Try it | The answer must be the lines from the one that holds "of the green-and-black" through the final line of the data, copied exactly, with no pictures.

(Entries taken from a collection)
※

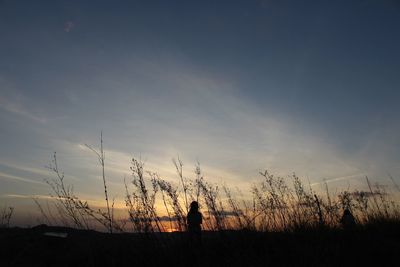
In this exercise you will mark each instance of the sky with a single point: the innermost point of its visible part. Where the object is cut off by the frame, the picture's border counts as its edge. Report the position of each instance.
(310, 87)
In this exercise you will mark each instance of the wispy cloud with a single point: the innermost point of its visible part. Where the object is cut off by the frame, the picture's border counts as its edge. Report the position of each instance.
(18, 109)
(341, 178)
(19, 178)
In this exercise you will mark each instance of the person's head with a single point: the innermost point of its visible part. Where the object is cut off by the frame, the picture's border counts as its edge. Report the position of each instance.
(194, 206)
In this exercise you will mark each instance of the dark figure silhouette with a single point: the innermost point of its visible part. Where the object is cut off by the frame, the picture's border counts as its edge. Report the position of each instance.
(194, 221)
(347, 220)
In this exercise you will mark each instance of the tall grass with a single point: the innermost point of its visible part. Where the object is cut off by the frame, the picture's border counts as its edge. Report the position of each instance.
(154, 204)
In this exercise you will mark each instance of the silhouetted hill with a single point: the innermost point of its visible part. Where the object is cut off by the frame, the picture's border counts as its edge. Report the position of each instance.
(375, 244)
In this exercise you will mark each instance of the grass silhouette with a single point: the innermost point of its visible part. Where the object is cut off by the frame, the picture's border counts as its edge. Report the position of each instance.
(283, 223)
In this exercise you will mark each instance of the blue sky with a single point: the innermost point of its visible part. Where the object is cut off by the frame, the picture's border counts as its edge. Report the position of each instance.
(241, 86)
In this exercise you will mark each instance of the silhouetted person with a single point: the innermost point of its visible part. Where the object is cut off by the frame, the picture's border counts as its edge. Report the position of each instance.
(194, 221)
(347, 220)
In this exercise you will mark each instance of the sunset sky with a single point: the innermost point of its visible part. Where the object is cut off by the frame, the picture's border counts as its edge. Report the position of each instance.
(311, 87)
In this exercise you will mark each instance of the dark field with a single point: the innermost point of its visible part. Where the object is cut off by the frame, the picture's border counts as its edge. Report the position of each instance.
(372, 245)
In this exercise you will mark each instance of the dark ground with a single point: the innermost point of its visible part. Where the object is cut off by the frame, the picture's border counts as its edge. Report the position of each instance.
(373, 245)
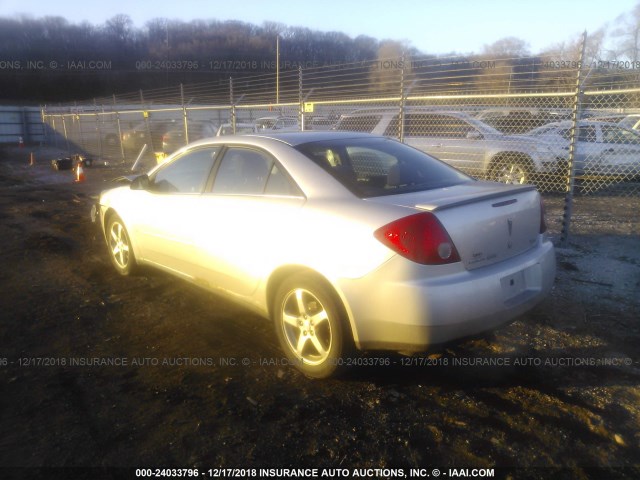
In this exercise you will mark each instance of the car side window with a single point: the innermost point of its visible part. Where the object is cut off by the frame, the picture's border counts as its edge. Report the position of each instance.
(618, 135)
(587, 134)
(186, 174)
(244, 171)
(430, 125)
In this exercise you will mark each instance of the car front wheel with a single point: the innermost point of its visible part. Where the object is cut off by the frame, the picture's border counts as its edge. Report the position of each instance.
(310, 327)
(119, 245)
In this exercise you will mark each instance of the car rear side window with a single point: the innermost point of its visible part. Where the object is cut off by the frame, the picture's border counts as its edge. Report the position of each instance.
(429, 125)
(359, 123)
(245, 171)
(371, 167)
(186, 174)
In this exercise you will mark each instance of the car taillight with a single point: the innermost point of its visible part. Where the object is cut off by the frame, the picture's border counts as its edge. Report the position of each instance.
(543, 223)
(420, 238)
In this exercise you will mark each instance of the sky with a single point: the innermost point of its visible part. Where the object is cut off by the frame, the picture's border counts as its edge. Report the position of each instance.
(431, 26)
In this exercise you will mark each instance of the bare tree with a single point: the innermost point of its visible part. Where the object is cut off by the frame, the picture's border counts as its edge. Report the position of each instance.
(628, 33)
(510, 47)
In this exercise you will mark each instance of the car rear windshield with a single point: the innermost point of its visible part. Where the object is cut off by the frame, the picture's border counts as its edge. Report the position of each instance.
(372, 167)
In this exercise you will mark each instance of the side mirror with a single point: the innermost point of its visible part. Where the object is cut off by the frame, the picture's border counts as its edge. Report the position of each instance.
(140, 183)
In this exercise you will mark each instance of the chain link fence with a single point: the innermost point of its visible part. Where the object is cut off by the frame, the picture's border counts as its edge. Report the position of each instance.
(571, 127)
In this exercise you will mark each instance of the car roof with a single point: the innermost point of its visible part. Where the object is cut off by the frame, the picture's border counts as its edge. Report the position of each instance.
(298, 138)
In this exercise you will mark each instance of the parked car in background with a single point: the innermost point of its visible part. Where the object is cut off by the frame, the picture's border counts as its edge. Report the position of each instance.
(343, 240)
(630, 121)
(319, 122)
(146, 133)
(277, 124)
(601, 148)
(460, 140)
(197, 130)
(520, 120)
(241, 128)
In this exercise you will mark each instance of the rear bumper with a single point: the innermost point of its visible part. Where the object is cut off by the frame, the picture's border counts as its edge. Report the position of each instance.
(449, 304)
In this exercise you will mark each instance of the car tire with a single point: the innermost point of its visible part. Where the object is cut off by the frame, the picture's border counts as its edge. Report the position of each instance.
(512, 169)
(119, 246)
(311, 327)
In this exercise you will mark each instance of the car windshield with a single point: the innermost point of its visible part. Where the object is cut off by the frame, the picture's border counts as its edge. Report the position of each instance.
(372, 167)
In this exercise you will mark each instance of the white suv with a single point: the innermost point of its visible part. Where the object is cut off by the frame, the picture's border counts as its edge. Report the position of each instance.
(460, 140)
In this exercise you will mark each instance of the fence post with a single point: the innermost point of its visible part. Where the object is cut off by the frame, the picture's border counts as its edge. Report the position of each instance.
(78, 118)
(119, 128)
(571, 167)
(233, 106)
(184, 116)
(64, 129)
(300, 100)
(402, 102)
(98, 129)
(145, 115)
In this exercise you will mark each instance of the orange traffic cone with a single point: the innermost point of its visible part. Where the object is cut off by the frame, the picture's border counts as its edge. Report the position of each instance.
(79, 172)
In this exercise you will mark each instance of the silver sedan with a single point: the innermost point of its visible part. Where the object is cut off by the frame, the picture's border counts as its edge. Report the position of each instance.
(346, 241)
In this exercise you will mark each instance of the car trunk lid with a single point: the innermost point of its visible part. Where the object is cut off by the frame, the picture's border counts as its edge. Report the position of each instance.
(487, 222)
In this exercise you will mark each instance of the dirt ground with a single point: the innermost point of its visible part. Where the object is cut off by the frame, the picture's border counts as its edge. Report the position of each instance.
(120, 373)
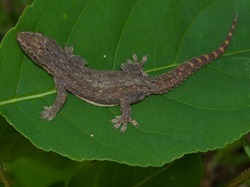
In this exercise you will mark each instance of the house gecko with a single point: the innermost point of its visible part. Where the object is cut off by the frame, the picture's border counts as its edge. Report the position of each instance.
(106, 87)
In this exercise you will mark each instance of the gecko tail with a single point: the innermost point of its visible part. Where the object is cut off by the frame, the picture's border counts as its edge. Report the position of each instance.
(170, 80)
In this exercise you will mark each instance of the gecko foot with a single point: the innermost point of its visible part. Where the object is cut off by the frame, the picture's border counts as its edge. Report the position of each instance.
(47, 113)
(121, 121)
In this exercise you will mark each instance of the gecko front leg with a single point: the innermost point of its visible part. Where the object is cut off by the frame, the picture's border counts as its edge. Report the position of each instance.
(125, 117)
(50, 112)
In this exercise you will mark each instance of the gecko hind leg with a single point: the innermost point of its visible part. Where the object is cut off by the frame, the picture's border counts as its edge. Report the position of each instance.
(75, 58)
(50, 111)
(122, 121)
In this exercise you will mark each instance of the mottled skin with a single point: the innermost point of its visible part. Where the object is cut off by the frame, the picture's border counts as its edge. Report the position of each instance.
(106, 88)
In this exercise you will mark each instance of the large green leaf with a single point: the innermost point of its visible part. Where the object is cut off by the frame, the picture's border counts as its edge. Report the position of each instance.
(208, 111)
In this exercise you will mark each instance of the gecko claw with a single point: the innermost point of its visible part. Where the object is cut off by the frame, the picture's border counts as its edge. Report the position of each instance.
(121, 122)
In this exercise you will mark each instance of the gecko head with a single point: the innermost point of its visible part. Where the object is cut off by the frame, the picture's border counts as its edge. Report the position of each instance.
(41, 49)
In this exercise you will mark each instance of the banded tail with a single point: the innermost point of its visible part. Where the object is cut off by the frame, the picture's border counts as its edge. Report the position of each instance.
(173, 78)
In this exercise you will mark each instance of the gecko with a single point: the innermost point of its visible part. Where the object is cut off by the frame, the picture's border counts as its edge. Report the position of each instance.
(106, 87)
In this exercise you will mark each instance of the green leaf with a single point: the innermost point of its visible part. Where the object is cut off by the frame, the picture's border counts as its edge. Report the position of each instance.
(210, 110)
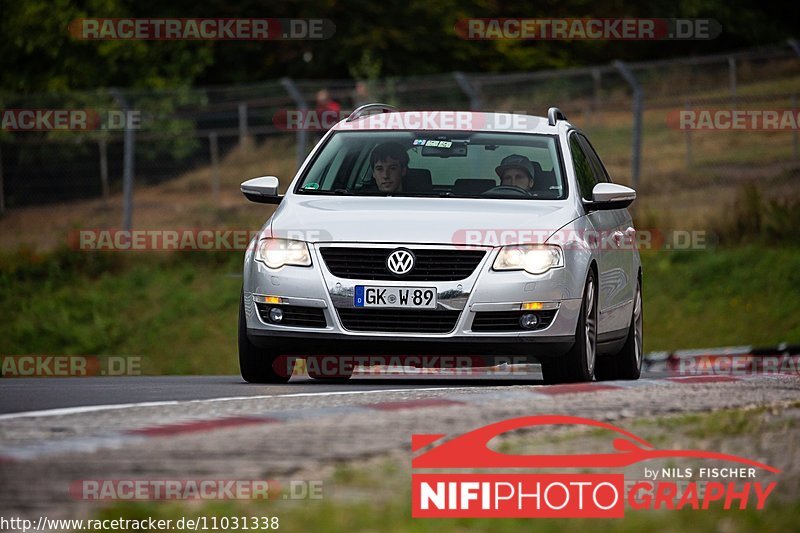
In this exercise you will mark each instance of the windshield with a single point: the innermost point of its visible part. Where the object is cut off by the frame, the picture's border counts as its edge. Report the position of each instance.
(458, 164)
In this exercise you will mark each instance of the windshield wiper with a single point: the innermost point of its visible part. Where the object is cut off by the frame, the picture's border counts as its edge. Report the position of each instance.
(340, 192)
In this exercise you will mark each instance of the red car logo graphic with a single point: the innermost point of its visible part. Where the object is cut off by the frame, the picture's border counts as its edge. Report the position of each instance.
(471, 450)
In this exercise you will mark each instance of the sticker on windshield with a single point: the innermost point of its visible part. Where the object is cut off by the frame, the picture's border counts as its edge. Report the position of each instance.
(432, 142)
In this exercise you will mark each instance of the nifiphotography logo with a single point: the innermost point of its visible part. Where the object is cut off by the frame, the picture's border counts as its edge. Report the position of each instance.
(467, 494)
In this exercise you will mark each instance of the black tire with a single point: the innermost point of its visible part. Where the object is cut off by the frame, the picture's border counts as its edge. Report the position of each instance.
(577, 365)
(256, 364)
(627, 364)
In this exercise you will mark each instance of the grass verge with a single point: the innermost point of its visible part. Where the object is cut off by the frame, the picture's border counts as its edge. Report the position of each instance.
(178, 311)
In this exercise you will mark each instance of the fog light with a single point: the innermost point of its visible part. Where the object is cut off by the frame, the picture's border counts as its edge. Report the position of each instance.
(275, 315)
(528, 321)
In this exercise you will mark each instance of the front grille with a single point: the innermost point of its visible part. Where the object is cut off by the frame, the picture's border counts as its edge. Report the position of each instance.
(399, 320)
(509, 320)
(294, 315)
(430, 265)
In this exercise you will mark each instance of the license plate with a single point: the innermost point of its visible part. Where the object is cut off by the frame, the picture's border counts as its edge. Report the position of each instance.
(404, 297)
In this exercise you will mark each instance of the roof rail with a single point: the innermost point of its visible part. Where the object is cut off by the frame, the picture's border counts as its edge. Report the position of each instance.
(366, 108)
(554, 114)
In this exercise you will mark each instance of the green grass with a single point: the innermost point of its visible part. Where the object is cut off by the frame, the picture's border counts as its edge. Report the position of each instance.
(374, 494)
(178, 311)
(721, 297)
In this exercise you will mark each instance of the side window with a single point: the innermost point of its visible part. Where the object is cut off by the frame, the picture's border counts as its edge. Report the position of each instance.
(599, 170)
(583, 168)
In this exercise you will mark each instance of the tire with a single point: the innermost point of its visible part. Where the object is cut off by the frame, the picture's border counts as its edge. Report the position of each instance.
(577, 365)
(256, 364)
(627, 364)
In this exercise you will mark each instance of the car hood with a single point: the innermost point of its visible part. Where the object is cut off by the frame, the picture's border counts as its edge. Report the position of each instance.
(419, 220)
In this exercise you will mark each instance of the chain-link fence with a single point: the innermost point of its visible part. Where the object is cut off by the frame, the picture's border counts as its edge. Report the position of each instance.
(625, 108)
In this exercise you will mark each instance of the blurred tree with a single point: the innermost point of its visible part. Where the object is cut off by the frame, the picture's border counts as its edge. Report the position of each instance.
(37, 52)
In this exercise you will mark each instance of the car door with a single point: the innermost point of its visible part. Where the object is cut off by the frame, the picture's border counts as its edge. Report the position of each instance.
(603, 223)
(619, 282)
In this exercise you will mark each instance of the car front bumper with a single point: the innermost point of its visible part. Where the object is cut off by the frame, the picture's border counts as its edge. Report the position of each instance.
(484, 291)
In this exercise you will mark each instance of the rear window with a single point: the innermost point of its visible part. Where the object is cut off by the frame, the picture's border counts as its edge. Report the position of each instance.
(407, 163)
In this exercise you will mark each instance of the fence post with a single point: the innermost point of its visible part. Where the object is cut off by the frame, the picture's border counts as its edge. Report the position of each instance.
(688, 137)
(794, 131)
(795, 45)
(300, 102)
(242, 124)
(469, 88)
(597, 88)
(213, 147)
(2, 190)
(638, 98)
(127, 163)
(102, 145)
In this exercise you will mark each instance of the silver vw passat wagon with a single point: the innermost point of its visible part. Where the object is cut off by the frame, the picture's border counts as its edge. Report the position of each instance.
(481, 234)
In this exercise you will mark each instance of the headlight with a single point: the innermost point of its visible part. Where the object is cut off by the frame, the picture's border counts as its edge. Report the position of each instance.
(532, 258)
(276, 253)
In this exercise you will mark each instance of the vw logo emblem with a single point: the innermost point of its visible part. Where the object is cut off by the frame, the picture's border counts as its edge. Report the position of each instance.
(400, 262)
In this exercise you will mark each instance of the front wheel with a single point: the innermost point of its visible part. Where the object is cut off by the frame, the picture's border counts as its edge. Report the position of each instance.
(256, 365)
(577, 365)
(627, 364)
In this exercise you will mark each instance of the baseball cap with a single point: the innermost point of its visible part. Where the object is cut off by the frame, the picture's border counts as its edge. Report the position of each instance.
(515, 161)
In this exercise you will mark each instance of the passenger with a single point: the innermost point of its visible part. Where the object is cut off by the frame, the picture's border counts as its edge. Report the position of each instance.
(516, 171)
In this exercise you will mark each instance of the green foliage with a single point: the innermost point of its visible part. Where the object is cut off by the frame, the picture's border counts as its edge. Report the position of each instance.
(371, 39)
(753, 218)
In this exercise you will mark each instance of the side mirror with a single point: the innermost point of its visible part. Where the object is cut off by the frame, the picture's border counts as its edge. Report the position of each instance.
(263, 190)
(607, 196)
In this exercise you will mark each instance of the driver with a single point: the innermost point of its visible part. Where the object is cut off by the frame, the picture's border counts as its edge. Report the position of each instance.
(389, 166)
(516, 171)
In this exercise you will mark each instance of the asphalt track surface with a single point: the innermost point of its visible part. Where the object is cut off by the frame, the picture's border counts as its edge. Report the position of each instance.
(55, 432)
(38, 394)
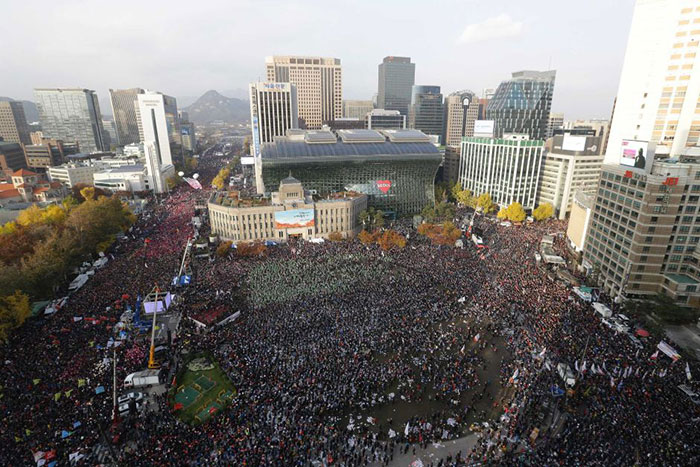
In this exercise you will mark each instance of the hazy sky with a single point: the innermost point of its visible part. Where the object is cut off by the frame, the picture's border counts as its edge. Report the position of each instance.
(187, 48)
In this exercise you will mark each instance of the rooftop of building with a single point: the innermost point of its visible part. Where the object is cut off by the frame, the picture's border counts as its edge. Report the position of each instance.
(504, 141)
(23, 173)
(126, 169)
(350, 143)
(681, 279)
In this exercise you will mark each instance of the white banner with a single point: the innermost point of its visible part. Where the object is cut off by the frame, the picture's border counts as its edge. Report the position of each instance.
(668, 350)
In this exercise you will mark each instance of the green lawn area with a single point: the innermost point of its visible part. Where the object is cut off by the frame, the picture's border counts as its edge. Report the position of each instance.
(200, 394)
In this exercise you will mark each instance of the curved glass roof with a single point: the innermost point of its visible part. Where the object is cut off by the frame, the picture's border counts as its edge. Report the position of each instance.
(282, 149)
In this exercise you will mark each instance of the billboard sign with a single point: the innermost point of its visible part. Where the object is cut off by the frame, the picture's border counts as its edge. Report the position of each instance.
(573, 143)
(384, 185)
(635, 154)
(483, 128)
(294, 218)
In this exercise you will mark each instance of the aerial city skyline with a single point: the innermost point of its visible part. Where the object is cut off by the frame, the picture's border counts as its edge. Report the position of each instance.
(474, 48)
(480, 246)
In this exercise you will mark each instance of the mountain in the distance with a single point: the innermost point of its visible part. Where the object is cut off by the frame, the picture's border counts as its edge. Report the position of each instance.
(213, 106)
(31, 113)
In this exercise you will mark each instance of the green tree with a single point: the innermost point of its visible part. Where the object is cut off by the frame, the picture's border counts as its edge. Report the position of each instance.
(543, 211)
(14, 310)
(465, 198)
(31, 216)
(88, 193)
(485, 203)
(515, 212)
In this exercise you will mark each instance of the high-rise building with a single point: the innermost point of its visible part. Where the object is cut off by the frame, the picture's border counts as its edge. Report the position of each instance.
(461, 111)
(356, 109)
(13, 123)
(158, 117)
(397, 75)
(11, 157)
(572, 164)
(507, 168)
(645, 230)
(380, 119)
(555, 122)
(426, 112)
(522, 104)
(319, 86)
(47, 154)
(600, 126)
(110, 136)
(71, 114)
(658, 98)
(273, 111)
(124, 111)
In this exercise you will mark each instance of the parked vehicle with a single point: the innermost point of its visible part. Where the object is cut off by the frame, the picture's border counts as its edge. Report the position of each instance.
(143, 378)
(125, 407)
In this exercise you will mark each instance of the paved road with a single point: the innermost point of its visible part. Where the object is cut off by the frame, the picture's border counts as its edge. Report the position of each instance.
(436, 451)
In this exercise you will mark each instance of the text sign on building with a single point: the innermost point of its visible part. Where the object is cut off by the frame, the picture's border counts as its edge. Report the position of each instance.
(294, 218)
(278, 86)
(483, 128)
(574, 143)
(671, 181)
(384, 185)
(256, 137)
(635, 154)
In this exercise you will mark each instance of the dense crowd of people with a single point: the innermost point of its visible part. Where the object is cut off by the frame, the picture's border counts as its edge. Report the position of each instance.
(346, 354)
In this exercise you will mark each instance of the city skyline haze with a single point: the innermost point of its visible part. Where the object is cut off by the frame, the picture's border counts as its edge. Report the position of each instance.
(222, 45)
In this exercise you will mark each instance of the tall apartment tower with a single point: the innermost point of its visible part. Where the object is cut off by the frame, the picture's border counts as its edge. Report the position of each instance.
(522, 104)
(658, 99)
(397, 75)
(426, 111)
(156, 112)
(124, 112)
(645, 230)
(461, 111)
(13, 123)
(319, 86)
(71, 114)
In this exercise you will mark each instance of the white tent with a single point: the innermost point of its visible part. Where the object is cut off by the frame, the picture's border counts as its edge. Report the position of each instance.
(78, 282)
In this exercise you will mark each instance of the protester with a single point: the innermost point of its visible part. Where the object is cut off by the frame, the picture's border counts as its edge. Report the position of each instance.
(332, 338)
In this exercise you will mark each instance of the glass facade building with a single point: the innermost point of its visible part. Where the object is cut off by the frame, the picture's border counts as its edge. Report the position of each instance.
(394, 168)
(71, 115)
(426, 112)
(396, 78)
(522, 104)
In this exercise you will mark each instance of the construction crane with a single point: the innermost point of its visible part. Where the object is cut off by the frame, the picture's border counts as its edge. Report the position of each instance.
(152, 363)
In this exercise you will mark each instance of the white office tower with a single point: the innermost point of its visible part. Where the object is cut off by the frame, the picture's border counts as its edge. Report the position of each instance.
(273, 111)
(319, 85)
(153, 108)
(657, 99)
(507, 168)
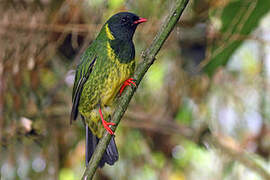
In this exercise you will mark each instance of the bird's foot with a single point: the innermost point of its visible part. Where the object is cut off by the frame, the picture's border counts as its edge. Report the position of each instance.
(106, 124)
(128, 82)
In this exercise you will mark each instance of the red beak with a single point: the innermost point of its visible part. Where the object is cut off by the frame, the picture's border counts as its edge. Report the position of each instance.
(141, 20)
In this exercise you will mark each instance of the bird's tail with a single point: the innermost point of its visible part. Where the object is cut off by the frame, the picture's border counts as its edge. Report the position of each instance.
(110, 155)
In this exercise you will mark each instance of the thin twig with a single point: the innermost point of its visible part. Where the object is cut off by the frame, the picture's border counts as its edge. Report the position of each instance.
(148, 59)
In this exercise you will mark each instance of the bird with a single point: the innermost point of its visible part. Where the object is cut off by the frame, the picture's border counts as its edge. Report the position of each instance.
(104, 71)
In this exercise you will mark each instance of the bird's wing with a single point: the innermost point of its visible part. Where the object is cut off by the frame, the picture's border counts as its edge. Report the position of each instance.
(83, 71)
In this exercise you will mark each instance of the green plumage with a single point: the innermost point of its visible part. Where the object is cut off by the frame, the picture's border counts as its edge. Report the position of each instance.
(105, 65)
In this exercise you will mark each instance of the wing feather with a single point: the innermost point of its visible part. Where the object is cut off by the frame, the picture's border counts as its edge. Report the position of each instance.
(82, 74)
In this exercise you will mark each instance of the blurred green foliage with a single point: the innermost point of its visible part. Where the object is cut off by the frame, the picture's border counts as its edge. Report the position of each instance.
(177, 107)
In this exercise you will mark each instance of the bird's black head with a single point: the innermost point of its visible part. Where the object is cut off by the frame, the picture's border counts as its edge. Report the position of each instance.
(123, 25)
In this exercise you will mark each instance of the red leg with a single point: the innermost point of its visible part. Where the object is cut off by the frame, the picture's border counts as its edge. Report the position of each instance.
(105, 123)
(128, 82)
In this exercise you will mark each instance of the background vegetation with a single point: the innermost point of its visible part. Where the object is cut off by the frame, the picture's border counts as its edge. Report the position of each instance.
(202, 111)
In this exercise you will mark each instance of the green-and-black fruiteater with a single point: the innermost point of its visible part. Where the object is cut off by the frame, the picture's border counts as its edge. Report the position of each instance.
(105, 69)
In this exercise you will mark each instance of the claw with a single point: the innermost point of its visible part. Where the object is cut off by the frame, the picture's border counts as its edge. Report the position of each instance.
(106, 124)
(128, 82)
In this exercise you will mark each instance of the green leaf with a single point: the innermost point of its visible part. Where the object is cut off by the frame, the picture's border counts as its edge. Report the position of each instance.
(238, 19)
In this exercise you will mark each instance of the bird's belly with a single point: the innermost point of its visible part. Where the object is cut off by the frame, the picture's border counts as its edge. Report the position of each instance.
(116, 78)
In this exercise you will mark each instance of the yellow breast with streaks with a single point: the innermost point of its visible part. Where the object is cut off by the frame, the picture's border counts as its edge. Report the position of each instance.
(119, 72)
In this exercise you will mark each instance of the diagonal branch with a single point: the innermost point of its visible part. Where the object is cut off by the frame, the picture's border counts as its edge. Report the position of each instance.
(148, 59)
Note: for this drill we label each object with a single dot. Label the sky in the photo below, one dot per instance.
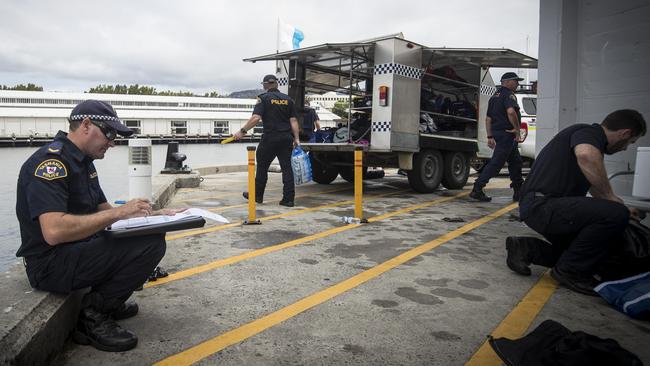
(198, 46)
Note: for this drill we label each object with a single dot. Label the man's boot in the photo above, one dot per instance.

※

Answer for this exercise |
In this exercise you will mark each instance of the green-and-black fruiteater with a single point: the innermost point of its visible part. Where the object is cut off by the frame, the picture's border counts as its edge. Report the position of each instance.
(105, 69)
In this exercise you will mark each instance of the claw with a single point: the innermost point of its visible part. Where the object is cut off by the frame, the picture's border counts as its edge. Report the position of each instance.
(106, 124)
(128, 82)
In this exercise you will mark each instance of the green leaf with a single point: the innermost point of its visible part. Where the object is cut off by the frame, the picture's border counts as its edge. Report the position of each instance.
(238, 19)
In this exercise you will mark each instance of the bird's belly with a single point: the innermost point of its visible part. Where the object is cut off by the frame, the picture's border counts as its edge. Report the position of each instance.
(116, 78)
In this exercise you will mark each instance of the yellow breast with streaks with a single point: the innermost point of its visible part. Where the object is cut off by the frame, the picture's border counts as its edge. Report the position of each instance.
(119, 72)
In this exercise you will mark each instance of the diagonal branch with a single point: the innermost point of its visible part. Where the object is cut off by the frame, the picture's border counts as its edge. Report the position of each instance.
(148, 59)
Note: for this drill we label each object with a single dot. Label the sky in the photo below, one dot per instance.
(198, 46)
Note: for this drill we label each object with a single dot. Label the man's boot in the photo above, one dot per instance.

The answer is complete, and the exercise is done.